__PROBLEM TO WORK ON__
Search the listing below for "item". Copy each matching line.

__DATA TO USE__

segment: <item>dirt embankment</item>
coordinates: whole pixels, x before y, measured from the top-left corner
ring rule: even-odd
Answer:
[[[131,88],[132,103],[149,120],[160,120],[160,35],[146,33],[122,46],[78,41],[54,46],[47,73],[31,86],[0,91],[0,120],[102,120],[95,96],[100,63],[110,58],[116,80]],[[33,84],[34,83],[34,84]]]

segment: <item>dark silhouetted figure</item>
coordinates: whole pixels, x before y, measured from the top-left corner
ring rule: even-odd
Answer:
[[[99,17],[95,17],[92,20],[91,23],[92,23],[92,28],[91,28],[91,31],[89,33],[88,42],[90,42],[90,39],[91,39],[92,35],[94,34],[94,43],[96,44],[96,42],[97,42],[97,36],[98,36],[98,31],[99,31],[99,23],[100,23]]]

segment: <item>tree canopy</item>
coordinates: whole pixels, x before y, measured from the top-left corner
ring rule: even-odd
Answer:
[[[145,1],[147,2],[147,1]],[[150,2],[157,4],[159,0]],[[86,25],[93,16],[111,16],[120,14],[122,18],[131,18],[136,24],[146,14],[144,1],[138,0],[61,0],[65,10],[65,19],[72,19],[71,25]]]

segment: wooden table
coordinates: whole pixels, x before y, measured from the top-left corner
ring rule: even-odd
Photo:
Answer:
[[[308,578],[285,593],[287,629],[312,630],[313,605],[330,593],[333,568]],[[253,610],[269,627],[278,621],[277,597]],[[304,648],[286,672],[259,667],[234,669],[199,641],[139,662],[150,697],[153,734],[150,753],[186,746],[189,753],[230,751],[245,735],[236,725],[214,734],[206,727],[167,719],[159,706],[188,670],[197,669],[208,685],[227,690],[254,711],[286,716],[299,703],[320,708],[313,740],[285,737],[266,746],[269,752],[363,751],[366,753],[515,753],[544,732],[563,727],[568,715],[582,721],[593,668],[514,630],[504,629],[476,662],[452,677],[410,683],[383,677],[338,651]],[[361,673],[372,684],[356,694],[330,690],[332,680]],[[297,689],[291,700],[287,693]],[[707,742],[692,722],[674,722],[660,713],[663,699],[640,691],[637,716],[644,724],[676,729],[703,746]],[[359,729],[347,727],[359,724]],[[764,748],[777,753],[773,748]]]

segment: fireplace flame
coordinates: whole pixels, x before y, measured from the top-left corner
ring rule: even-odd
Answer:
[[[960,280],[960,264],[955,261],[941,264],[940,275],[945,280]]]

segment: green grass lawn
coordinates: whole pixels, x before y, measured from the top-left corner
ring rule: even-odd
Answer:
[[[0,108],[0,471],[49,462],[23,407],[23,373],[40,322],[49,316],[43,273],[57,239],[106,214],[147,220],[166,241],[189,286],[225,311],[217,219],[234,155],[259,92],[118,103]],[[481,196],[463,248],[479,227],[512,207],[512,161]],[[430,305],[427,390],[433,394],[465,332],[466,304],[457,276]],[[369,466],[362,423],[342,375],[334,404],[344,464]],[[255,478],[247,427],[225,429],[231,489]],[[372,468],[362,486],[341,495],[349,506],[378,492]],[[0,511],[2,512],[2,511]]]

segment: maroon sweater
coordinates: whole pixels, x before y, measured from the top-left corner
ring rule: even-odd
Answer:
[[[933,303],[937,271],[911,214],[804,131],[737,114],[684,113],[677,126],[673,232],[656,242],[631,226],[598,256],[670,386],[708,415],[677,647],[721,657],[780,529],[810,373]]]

__EXERCISE OUTPUT__
segment: <item>dirt embankment</item>
segment: <item>dark silhouetted figure</item>
segment: <item>tree canopy</item>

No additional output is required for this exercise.